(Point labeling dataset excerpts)
◇ ◇ ◇ ◇ ◇
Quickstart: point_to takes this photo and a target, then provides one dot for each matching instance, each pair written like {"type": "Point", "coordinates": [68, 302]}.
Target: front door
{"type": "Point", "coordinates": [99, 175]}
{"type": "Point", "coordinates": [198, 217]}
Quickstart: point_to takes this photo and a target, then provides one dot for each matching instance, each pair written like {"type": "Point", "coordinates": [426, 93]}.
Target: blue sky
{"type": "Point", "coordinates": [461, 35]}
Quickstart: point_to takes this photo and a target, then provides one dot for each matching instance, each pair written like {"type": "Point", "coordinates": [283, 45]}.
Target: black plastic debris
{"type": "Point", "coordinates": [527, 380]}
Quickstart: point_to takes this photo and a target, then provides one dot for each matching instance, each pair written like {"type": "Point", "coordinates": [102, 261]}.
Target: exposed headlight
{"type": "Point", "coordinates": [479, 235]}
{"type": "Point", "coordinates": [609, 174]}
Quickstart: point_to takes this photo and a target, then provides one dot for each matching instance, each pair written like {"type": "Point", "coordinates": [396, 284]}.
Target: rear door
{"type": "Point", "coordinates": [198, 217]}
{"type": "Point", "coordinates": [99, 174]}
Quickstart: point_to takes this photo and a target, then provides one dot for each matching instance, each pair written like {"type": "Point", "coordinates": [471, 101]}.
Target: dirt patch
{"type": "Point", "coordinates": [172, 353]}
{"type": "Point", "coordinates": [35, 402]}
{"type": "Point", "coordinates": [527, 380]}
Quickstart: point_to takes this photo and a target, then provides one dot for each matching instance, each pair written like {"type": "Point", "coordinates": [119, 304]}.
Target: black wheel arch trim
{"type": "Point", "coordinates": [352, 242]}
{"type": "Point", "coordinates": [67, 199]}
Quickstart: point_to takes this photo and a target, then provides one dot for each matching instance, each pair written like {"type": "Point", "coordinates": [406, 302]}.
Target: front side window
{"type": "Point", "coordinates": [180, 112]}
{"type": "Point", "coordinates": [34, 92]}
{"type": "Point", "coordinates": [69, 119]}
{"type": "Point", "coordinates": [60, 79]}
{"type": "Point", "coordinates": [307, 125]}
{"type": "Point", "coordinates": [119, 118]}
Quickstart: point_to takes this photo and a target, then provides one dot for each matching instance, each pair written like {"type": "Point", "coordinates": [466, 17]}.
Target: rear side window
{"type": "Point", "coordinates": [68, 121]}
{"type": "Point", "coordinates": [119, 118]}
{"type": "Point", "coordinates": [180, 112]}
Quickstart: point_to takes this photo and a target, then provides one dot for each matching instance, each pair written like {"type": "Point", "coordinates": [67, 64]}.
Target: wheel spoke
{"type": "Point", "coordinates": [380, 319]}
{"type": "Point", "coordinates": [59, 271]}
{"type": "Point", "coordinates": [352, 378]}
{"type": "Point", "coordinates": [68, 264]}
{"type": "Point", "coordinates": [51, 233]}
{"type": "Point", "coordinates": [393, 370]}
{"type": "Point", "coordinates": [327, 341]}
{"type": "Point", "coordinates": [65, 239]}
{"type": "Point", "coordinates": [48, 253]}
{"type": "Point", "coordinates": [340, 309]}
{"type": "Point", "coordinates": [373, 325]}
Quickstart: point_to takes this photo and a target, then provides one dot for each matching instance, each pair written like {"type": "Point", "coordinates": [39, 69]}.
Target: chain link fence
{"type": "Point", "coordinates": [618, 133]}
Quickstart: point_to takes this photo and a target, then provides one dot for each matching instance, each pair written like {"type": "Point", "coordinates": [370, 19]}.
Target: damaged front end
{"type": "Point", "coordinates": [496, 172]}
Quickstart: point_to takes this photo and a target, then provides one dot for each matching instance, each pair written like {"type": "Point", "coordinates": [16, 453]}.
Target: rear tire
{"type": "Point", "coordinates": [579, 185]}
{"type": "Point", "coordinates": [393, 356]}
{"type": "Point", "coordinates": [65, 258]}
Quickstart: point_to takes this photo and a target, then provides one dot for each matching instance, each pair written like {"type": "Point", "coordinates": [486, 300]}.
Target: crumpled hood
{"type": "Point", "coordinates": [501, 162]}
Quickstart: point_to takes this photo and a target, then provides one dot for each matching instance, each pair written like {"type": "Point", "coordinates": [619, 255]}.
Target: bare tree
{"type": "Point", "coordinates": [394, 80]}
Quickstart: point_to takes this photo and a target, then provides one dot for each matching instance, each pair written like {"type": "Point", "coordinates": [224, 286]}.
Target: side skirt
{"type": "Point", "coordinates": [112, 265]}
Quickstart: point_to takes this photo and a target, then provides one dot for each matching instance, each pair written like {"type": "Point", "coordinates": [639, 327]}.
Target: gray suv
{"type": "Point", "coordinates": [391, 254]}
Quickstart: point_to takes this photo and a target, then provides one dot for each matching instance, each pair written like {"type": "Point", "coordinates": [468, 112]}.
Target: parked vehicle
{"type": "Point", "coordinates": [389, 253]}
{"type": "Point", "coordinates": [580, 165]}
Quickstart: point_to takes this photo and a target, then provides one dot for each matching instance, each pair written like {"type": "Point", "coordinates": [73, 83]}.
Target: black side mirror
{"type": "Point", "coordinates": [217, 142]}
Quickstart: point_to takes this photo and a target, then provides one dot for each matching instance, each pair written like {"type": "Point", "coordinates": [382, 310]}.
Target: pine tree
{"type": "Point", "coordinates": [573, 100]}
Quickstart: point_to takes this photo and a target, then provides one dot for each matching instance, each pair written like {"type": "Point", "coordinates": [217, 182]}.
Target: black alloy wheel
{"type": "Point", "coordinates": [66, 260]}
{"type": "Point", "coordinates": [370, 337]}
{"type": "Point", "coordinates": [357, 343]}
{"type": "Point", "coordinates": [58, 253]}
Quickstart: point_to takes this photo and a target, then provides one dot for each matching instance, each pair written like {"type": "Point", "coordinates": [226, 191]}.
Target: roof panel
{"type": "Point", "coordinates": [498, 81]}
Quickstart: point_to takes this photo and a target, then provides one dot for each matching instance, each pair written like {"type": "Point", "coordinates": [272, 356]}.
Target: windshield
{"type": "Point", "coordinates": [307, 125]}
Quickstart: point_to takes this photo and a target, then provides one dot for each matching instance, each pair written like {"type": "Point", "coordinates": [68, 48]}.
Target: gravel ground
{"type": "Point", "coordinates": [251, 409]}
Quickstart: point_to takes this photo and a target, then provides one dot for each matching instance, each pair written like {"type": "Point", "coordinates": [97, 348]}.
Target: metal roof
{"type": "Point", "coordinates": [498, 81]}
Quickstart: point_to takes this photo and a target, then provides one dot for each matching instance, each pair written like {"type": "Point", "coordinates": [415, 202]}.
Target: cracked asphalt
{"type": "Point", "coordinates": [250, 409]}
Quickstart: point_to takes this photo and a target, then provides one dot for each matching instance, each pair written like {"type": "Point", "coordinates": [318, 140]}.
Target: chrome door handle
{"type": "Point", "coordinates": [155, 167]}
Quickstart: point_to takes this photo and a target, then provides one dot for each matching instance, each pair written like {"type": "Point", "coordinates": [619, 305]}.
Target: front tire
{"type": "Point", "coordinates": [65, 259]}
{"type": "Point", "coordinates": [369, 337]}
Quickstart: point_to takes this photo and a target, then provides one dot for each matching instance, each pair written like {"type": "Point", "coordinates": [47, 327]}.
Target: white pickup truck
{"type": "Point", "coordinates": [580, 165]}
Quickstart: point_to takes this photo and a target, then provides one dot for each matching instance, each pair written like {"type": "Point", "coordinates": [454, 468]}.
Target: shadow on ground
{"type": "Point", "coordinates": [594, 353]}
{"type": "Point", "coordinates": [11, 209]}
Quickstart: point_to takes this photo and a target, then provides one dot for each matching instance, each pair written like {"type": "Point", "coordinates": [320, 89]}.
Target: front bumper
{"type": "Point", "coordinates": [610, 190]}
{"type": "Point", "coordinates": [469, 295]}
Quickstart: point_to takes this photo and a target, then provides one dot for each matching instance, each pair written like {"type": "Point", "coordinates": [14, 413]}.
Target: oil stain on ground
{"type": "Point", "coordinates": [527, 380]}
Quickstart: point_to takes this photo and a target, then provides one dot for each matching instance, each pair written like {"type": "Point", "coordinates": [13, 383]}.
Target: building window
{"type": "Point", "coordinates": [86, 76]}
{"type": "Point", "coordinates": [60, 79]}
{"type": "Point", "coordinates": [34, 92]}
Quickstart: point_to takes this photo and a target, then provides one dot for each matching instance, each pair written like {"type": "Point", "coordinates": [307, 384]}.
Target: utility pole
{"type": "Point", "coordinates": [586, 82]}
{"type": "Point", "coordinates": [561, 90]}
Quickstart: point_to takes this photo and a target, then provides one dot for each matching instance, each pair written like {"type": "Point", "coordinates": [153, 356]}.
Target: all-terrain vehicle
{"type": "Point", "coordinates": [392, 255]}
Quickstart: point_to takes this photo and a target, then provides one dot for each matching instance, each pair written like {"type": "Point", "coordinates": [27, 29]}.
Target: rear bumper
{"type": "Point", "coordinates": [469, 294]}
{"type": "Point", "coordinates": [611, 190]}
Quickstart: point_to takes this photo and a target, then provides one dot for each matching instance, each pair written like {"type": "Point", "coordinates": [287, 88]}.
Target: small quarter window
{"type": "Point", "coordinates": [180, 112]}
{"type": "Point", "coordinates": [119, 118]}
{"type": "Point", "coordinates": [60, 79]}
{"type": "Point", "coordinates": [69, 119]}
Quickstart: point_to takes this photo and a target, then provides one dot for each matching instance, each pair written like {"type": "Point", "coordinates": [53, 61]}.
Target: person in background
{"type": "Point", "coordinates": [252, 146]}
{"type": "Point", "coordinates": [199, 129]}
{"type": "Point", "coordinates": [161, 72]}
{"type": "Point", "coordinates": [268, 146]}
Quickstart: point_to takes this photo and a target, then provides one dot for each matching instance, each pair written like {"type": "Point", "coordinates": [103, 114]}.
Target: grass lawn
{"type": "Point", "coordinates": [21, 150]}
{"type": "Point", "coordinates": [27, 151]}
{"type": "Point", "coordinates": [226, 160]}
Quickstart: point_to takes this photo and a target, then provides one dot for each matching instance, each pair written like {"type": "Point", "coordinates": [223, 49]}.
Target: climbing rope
◇ ◇ ◇ ◇ ◇
_REQUIREMENTS_: Select and copy every line of the items above that contains the word "vehicle". Case counts.

_ANSWER TO THE EXERCISE_:
Target: parked vehicle
Target: all-terrain vehicle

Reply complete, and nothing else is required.